- [Work instruction]
Nothing in the entries may be altered; copy them all exactly.

Referring expression pointing data
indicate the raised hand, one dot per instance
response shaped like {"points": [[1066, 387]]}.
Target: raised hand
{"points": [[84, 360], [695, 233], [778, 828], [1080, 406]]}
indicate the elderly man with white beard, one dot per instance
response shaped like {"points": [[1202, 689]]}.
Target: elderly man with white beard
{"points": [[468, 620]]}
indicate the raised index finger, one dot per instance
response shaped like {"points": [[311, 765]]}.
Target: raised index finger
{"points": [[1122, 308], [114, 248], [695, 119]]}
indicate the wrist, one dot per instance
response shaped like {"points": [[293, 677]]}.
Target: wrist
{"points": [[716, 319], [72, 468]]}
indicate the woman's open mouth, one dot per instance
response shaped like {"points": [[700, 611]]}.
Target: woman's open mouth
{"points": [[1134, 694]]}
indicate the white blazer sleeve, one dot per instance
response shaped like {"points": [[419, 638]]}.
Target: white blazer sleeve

- [Exercise output]
indicate the raised hand, one dot per instance
response shaped like {"points": [[1066, 387]]}.
Target: raised hand
{"points": [[84, 360], [695, 233], [778, 828], [1080, 406]]}
indicate the elderly man with white beard, one dot per instance
response shaped like {"points": [[1202, 689]]}.
Target: elderly man with white beard
{"points": [[468, 620]]}
indicate the raised index finger, one dot per instance
response shaped like {"points": [[311, 765]]}.
Target: raised index finger
{"points": [[1122, 308], [114, 248], [695, 119]]}
indicate the wrist, one dot per instance
response shaped like {"points": [[293, 677]]}.
Target: wrist
{"points": [[716, 319], [72, 468]]}
indicate the woman's open mouth, one dot per instance
response shaped like {"points": [[700, 611]]}.
Target: woman's open mouth
{"points": [[1134, 694]]}
indicate the white blazer sleeve, one dot per instance
response shaped like {"points": [[419, 638]]}.
Target: white blazer sleeve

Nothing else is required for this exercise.